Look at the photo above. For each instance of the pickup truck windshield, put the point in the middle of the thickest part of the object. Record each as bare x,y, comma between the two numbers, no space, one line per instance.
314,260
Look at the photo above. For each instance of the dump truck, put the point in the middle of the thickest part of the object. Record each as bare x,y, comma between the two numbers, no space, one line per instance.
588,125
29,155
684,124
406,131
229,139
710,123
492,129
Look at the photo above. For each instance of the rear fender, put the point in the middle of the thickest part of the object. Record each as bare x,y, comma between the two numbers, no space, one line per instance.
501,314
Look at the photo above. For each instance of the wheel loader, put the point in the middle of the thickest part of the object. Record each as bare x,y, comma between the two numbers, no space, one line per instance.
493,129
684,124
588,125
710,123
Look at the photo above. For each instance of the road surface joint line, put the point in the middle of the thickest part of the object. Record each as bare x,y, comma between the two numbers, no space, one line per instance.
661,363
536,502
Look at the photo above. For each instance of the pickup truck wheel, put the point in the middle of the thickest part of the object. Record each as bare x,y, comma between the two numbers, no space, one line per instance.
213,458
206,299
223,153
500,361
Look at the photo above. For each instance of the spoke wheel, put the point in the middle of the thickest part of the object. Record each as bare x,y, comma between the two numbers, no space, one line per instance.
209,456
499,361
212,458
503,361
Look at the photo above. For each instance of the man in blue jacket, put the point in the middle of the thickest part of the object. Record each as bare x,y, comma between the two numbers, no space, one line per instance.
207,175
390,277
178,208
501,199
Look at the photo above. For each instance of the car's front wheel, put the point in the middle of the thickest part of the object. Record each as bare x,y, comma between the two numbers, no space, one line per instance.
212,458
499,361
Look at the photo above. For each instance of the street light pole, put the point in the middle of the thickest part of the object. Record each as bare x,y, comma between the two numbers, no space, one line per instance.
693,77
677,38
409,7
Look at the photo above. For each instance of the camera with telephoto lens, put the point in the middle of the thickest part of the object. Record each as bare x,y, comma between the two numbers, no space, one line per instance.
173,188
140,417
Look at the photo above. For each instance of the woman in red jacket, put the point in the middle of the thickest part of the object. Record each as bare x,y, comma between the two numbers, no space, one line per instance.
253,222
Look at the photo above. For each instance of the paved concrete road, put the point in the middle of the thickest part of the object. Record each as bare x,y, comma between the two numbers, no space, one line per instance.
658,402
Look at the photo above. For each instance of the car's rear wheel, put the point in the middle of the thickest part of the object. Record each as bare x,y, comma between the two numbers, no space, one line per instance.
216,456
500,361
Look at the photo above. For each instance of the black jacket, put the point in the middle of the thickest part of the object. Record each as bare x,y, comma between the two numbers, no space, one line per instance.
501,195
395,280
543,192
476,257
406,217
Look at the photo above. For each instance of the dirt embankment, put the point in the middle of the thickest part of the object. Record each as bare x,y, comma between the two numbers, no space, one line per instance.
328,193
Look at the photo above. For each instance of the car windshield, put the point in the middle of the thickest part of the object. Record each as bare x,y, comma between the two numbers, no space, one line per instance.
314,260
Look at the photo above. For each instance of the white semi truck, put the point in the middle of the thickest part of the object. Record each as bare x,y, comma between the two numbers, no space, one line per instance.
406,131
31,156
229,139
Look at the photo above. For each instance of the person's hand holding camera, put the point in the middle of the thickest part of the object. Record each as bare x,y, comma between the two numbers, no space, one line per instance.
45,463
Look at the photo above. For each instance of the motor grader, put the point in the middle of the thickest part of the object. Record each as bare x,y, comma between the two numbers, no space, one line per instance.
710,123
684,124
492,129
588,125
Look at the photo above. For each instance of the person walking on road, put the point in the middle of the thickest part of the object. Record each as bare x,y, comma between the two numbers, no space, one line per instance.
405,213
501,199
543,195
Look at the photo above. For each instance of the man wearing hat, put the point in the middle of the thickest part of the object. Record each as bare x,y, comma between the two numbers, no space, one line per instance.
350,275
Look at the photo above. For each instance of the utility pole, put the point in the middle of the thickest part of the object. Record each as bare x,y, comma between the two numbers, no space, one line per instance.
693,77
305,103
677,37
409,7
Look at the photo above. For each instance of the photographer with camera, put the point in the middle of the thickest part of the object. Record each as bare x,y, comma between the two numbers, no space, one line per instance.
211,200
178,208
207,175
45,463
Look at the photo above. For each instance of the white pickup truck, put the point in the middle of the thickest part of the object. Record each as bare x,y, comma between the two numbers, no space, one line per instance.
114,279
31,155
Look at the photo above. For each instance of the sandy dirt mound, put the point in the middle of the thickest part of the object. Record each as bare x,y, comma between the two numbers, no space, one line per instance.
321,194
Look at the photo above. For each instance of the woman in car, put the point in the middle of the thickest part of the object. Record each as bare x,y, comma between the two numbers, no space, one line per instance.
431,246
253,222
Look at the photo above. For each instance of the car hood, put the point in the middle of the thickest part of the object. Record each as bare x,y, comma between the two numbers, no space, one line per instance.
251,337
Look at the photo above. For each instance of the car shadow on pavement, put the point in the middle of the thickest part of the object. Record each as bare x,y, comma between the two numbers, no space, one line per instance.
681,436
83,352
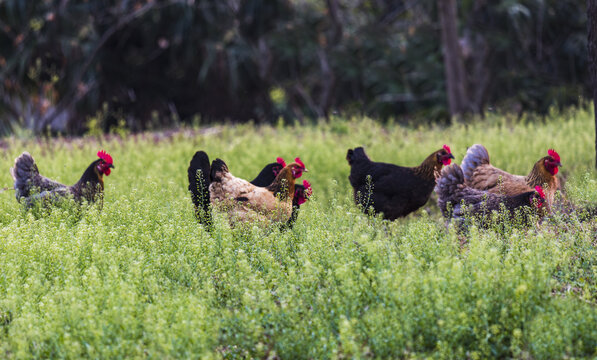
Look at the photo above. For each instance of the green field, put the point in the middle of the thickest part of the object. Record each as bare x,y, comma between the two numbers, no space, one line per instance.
141,279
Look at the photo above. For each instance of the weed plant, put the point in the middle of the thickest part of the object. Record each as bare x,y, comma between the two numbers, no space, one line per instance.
141,279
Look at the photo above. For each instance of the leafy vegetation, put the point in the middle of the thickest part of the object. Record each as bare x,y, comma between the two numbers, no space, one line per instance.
141,279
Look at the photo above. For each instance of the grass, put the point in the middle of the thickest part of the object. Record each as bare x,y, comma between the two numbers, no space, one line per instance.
141,279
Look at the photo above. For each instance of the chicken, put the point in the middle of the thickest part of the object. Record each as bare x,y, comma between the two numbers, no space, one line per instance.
480,174
393,190
456,199
241,199
301,192
30,186
269,173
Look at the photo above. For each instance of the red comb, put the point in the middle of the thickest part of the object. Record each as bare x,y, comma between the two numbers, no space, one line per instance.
298,161
105,156
308,190
539,190
281,161
553,154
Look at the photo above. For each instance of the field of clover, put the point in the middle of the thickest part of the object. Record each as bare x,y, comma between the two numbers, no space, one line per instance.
140,278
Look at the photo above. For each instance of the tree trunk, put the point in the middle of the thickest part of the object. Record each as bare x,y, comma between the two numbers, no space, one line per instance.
454,67
592,50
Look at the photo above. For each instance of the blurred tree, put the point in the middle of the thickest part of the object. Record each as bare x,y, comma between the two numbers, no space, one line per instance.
148,63
592,49
456,80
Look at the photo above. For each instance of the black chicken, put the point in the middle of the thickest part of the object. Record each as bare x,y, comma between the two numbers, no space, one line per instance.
394,190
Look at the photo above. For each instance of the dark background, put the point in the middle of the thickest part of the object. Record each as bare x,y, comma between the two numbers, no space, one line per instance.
68,66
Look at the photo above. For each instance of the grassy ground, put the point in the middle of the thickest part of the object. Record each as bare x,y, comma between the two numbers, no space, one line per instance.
141,279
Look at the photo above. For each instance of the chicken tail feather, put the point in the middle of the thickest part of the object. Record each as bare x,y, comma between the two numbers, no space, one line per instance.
199,180
476,156
23,172
218,168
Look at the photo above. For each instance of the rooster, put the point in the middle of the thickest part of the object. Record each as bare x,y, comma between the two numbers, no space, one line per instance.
480,174
215,185
301,192
31,186
394,190
457,199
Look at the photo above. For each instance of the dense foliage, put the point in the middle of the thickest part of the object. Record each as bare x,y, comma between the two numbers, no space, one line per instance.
143,64
141,278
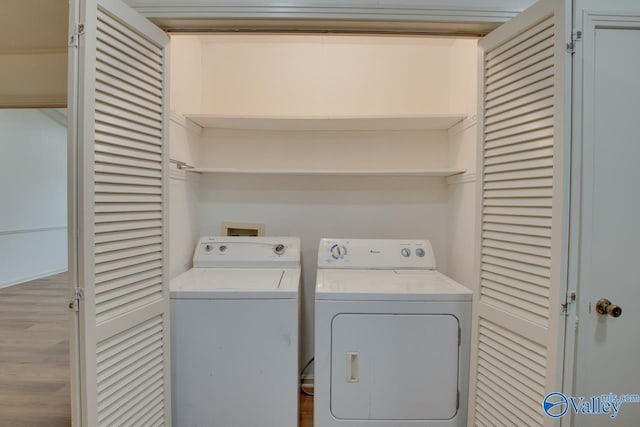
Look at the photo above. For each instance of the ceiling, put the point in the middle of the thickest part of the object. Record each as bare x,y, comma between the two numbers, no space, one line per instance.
33,26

########################################

INSTRUCTION:
Format all of the data above as a JSON list of strings, with one string for each line and no blank lines. Omit the pictures.

SOLUTION TO THIS PROBLEM:
[
  "Look at the photo above. For each instance of the pickup truck windshield, put the point in the middle of the thickest part of the object. Record each as bare x,y, comma between the two numbers, no space, one line per instance.",
  "314,260",
  "Look at the photo above. For each instance of the dump truck, put the point in the middle of the thickest part of the object. Record each as bare x,y, comma between the two numbers, no space, one line per instance.",
  "588,125",
  "29,155",
  "684,124",
  "406,131",
  "229,139",
  "710,123",
  "492,129",
  "Look at the photo above. For each instance of the rear fender, put the point in the middle of the thickest part of the object. Record each as bare x,y, comma between the two numbers, no space, one line per instance.",
  "501,314",
  "Look at the photo above. For each instance of the wheel loader, put the point in the middle of the thickest part of the object. Record each as bare x,y, comma between the two numbers, no space, one line per instance.",
  "493,129",
  "684,124",
  "588,125",
  "710,123",
  "Look at the photo above. For each instance of the road surface joint line, put the point in the middle of the thickest part of the object. Record each as bare x,y, comma between the two numbers, no space, one line per instance.",
  "661,363",
  "536,502",
  "Look at the photo above. For each instance of the pickup truck wheel, put the point in the middle of the thickest part of the object. Record each as bare x,y, comma between the two numbers, no space, one line per instance.",
  "213,458",
  "206,299",
  "223,153",
  "500,361",
  "Look at the photo above. For each instance of the spoke wheel, put the point in the middle of the thickest part of the object. Record each as bare x,y, comma between the two numbers, no space, one line per instance.",
  "209,456",
  "499,361",
  "212,458",
  "503,361",
  "Look at the photo above. For each instance of the man in blue jacket, put the point in the middle of the thickest part of the object. Record each as bare x,y, comma between the two numbers, no space, one line per instance.",
  "207,175",
  "390,277",
  "178,208",
  "501,199",
  "Look at the photo above. For each instance of the car's front wheel, put the point in the middle of the thickest part of the object. Record each as bare x,y, comma between the two numbers, no space, one line per instance.",
  "212,458",
  "499,361",
  "Look at the photo above. For each instance of the street light pole, put the point in the middle of the thickest part of the object. Record each as bare x,y, comma between the two numbers, no space, one line per instance.",
  "693,77",
  "677,38",
  "409,7",
  "Look at the photo above. For each instance of the camera with telephoto lens, put the point in the middle of the thickest part of the object. Record each as bare x,y, comma between the two numbers, no space, one line per instance.",
  "173,188",
  "140,417",
  "Look at the photo above. For each instance of the woman in red jacket, put the point in the middle of the thickest part of the object. Record each as bare x,y, comma between the two numbers, no space, one line per instance.",
  "253,222",
  "Look at the photo above. For each instance of the paved concrete road, put the point in the middle of the thickest part of the object. Record each as bare x,y, comma between the two numbers, no space, one line per instance.",
  "658,402",
  "Look at the photo above. For each instance of the car's rear wheel, put the point in the middle of the thickest part of the object. Record each as bare x,y, comma between the two numbers, no space, one line per instance.",
  "216,456",
  "500,361",
  "Look at the photo above. For each instance of the black jacket, put the point in the middle of the thickest part of the object. Record each as bare x,y, comma between the two numbers, no space, one line per instance.",
  "501,195",
  "395,280",
  "543,192",
  "476,257",
  "406,217",
  "Look at the photo above. For each instance of the dirt embankment, put the point in the middle of the thickest part of the object. Record each as bare x,y, comma between the two numbers, no space, one line per instance.",
  "328,193",
  "Look at the photo above. For each instance of the car windshield, put the point in the middle of the thickest part of the object. Record each as bare x,y, comma between the two numbers, no space, one line per instance.",
  "314,260",
  "Look at the photo above. For each instance of the white semi truck, put the point in the middle of the thickest part of the object. Record each as bare x,y, comma between the two numbers, no space, one line per instance.",
  "406,131",
  "31,156",
  "229,139",
  "Look at the photo above. For each instance of the person's hand holding camera, put the point in the middle of the thickest part of the object. Record each as bare x,y, comma between the two numbers, no space, one line per instance.",
  "45,463",
  "Look at the photo above. For each instance of the motor grader, put the point in the middle of the thickest part of the object. Record each as bare x,y, comma between the two numbers, no space, one line per instance.",
  "710,123",
  "684,124",
  "492,129",
  "588,125",
  "Look at the photo above. For each instance of the person walking on road, put the point in the middle of the thickest part of the object. Record each as bare x,y, comma between the two numbers, no space, one line per instance.",
  "405,213",
  "501,199",
  "543,195",
  "Look at the photo above. For each instance of the man wearing hat, put the point in the middle of the thickest part of the object. Record each as bare x,y, comma between the two numbers, no space, one line per instance.",
  "350,275",
  "Look at the photo above. For each instance of the utility pole, put the point in the middle of the thickest part of the object. Record each as bare x,y, comma between the two numbers, no space, one line per instance.",
  "693,77",
  "305,103",
  "677,37",
  "409,7",
  "Look at the photo above. For each instance of the photographer with camera, put the point in the middle of the thickest part of the object. Record each as bare x,y, comma between the two numbers, no space, one line per instance.",
  "211,200",
  "178,208",
  "207,175",
  "45,463",
  "Look at the photo above. For each instance of the white pickup truck, put the point in the middle of the thickest part of the object. Record each as bare x,y, comma between the two numbers, no space, one line per instance.",
  "114,279",
  "31,155",
  "Look at the photo above. For each instance of the sandy dirt mound, put the point in the middle of the thickest part of the object. Record each as bare x,y, comma between the two numbers, no space, one line per instance.",
  "321,194",
  "Look at the photo above. For each instance of the woman in car, put the point in the middle of the thickest part of the object. Record each as bare x,y, comma between the two numbers, no space, one line per instance.",
  "431,246",
  "253,222",
  "Look at the photo above. For each instance of the car hood, put the point in the middle of the thickest part of the object. Record each as bare x,y, comma between the two numbers, no space, one line per instance.",
  "251,337",
  "Look at the photo above. For each instance of the car shadow on pavement, put the point in the middle of the thickest part of the object. Record each as bare x,y, comma between the two numbers, no space, one line per instance.",
  "681,436",
  "83,352",
  "Look at the photo above. For each instance of the green field, put the point in the middle of the thickest part of the object. Record each as bare x,y, comma between the two numbers, no space, one line per instance.",
  "141,279",
  "Look at the photo above. For each instance of the weed plant, put the point in the middle of the thickest part of the object. Record each as bare x,y, comma between the two numbers, no space, one line per instance.",
  "141,279",
  "Look at the photo above. For each instance of the leafy vegetation, put the point in the middle of the thickest part of the object. Record each as bare x,y, comma between the two numbers, no space, one line per instance.",
  "141,279",
  "Look at the photo above. For each instance of the grass, put the point in the middle of the thickest part of the object. Record each as bare x,y, comma between the two numbers, no space, one line per instance.",
  "141,279",
  "Look at the photo above. For each instance of the chicken, put the point in the middle of the thickest part of the object. Record each as bare x,y, comma between the two numbers, no space, one line per instance.",
  "480,174",
  "393,190",
  "456,199",
  "241,199",
  "301,192",
  "30,186",
  "269,173",
  "Look at the photo above. For each instance of the red comb, put the point in the middle of the thickest part of the object. Record each as bare x,y, comma between the two numbers, no space, one line per instance.",
  "298,161",
  "105,156",
  "308,190",
  "539,190",
  "281,161",
  "553,154",
  "Look at the photo above. For each instance of the field of clover, put the point in the middle of the thickest part of the object. Record each as bare x,y, comma between the two numbers, no space, one line per instance.",
  "140,278",
  "Look at the photo above. For each instance of the tree trunk, put the point in the middle of the thickest part of the object. Record each as bare x,y, comma between the two numbers, no space, one line per instance.",
  "454,67",
  "592,50",
  "Look at the photo above. For each instance of the blurred tree, put the point in the middle of the thickest part of the object. Record each as bare x,y, comma between the two numbers, no space, one line per instance.",
  "148,63",
  "592,49",
  "456,80",
  "Look at the photo above. For each instance of the black chicken, put the point in the middle of the thickest part of the object. Record each as bare x,y, comma between the two numbers, no space, one line per instance.",
  "394,190",
  "Look at the photo above. For each instance of the dark background, put the point in the middle of the thickest part of the object. Record each as bare x,y, comma between the two numbers, no space, one line per instance.",
  "68,66",
  "Look at the photo above. For each instance of the grassy ground, put the point in the middle of the thickest part of the object. Record each as bare x,y, comma between the two numbers, no space, one line per instance.",
  "141,279",
  "Look at the photo above. For each instance of the chicken tail feather, put the point in the middle of the thickest part of the object. Record each as bare x,y, comma between the two numbers, no space, one line per instance.",
  "199,180",
  "476,156",
  "23,172",
  "218,168",
  "Look at the photo above. For each instance of the rooster, put the point in the middle of the thickest part of the object. Record each as bare x,y, comma between the two numbers, no space, one line per instance.",
  "480,174",
  "215,185",
  "301,192",
  "31,186",
  "394,190",
  "457,199",
  "Look at the photo above. For each instance of the dense foliage, put the point in the middle of the thickest part of the object. Record each as bare x,y, comma between the two numbers, no space, one line per instance.",
  "143,64",
  "141,278",
  "Look at the photo above. For each instance of the ceiling, put the point in the middle of the thickest part of the object. Record each as bare x,y, comma between the two numbers, no space, one line per instance.",
  "33,26"
]